### To be done
Can you turn the rows from the start through the line containing "145 41 L 156" into a JSON list of strings, one string per line, with blank lines and the picture left out? Include nothing beyond that stretch.

#### Records provided

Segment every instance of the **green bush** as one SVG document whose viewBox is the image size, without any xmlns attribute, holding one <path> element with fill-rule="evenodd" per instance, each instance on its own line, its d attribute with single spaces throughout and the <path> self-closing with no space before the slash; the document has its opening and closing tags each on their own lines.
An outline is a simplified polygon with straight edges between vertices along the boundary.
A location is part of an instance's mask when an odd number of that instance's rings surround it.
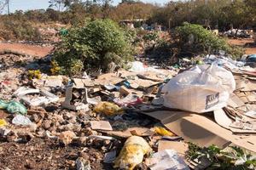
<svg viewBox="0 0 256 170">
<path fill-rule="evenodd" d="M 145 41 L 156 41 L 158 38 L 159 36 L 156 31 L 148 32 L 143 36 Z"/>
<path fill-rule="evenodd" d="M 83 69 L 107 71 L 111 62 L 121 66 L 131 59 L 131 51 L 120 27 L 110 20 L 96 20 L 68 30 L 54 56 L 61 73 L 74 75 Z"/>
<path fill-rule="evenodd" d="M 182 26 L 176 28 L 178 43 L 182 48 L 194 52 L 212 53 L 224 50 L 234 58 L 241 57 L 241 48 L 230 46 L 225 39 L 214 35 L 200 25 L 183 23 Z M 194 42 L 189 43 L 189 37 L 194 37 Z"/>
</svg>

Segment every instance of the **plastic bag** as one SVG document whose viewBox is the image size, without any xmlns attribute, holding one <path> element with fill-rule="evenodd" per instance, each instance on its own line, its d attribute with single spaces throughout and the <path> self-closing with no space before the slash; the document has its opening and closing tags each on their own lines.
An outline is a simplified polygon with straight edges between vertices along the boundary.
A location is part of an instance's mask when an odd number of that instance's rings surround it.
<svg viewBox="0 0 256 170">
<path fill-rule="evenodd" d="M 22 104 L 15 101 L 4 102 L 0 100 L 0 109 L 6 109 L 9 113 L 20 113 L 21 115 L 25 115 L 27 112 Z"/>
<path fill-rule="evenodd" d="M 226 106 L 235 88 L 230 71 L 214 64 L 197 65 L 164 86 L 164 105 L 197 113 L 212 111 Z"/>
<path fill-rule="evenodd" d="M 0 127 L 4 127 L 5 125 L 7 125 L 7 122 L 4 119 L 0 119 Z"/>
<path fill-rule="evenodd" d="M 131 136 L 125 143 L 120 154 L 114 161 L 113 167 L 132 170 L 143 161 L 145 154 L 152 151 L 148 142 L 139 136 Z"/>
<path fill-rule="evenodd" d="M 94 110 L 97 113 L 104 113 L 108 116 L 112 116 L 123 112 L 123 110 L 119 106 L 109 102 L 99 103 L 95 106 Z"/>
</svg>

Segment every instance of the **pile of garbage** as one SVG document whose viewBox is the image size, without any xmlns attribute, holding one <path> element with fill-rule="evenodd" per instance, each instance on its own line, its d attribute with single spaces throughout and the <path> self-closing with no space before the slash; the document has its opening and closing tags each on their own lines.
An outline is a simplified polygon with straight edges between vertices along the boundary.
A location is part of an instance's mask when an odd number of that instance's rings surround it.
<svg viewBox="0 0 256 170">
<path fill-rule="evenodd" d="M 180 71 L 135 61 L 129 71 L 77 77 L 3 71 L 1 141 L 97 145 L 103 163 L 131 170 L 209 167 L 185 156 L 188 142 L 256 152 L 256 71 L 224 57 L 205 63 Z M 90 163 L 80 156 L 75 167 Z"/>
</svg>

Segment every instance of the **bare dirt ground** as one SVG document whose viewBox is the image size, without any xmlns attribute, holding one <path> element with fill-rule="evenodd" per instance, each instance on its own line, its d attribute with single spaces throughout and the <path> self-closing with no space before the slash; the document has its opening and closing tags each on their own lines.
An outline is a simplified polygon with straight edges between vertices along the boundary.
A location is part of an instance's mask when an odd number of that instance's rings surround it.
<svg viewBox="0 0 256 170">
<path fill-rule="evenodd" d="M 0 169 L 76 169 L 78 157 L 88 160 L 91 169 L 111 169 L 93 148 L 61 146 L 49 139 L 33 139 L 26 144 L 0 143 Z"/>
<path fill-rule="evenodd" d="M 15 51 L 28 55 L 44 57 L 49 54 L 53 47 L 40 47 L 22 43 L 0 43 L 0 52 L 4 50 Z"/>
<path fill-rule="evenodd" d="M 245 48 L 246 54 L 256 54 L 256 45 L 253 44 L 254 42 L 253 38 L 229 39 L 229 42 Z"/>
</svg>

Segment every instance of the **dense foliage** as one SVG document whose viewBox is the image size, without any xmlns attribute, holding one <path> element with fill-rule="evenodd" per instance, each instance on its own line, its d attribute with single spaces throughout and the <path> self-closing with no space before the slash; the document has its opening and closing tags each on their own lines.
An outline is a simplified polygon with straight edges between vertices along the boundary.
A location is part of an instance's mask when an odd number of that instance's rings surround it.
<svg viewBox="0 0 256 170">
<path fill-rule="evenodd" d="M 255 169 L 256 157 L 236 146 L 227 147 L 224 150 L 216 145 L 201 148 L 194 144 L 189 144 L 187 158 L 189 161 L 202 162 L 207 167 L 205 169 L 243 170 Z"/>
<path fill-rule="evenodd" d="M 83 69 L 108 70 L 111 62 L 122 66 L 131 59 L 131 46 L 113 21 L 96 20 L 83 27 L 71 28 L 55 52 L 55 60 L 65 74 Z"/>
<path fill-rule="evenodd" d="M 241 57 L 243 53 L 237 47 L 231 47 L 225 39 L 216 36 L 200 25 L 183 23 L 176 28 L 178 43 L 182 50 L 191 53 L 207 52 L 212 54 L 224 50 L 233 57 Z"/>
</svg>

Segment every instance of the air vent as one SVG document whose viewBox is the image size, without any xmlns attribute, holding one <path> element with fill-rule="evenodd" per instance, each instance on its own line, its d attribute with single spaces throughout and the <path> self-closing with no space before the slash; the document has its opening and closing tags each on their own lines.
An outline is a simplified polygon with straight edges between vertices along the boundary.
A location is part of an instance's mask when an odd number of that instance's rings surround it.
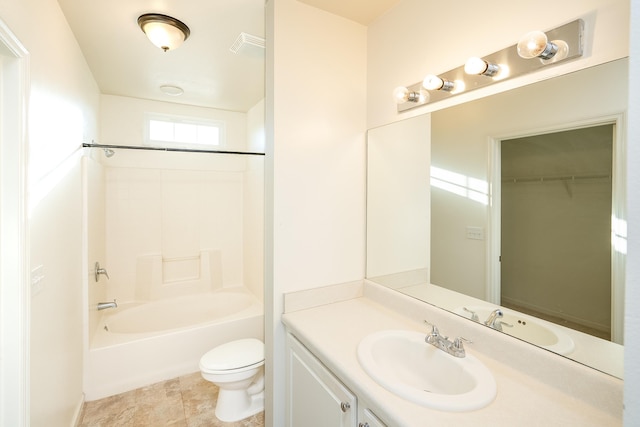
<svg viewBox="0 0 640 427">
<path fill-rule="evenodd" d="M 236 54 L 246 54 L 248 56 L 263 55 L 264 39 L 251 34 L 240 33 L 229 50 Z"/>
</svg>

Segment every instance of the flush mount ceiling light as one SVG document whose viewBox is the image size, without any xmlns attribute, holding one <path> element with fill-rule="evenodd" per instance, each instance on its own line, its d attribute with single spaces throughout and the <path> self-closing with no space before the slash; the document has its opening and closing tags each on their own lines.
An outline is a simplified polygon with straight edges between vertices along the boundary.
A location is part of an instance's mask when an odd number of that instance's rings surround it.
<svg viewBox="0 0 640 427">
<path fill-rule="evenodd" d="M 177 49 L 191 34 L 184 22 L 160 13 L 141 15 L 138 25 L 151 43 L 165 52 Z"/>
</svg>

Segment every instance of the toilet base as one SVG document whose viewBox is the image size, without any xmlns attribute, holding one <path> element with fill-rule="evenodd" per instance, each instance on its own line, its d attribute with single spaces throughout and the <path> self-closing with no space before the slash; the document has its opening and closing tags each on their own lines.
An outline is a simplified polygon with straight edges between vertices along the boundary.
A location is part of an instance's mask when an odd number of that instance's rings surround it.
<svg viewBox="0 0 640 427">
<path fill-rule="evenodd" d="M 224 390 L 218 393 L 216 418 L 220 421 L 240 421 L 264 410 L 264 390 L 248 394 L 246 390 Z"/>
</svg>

########

### Solution to this task
[
  "Segment every instance of the **green bush** as one SVG document whose viewBox is the image size, without any xmlns attribute, holding one <path> element with fill-rule=\"evenodd\" per instance, each instance on its own line, its d attribute with single spaces throughout and the <path> self-closing with no space before the slash; the document has its opening and closing tags each on their own lines.",
  "An outline is a simplified polygon with straight edges between vertices along the boundary.",
  "A location is part of an instance's mask when an odd number of that instance's rings surround it.",
  "<svg viewBox=\"0 0 256 170\">",
  "<path fill-rule=\"evenodd\" d=\"M 145 41 L 156 41 L 158 38 L 159 36 L 156 31 L 148 32 L 143 36 Z\"/>"
]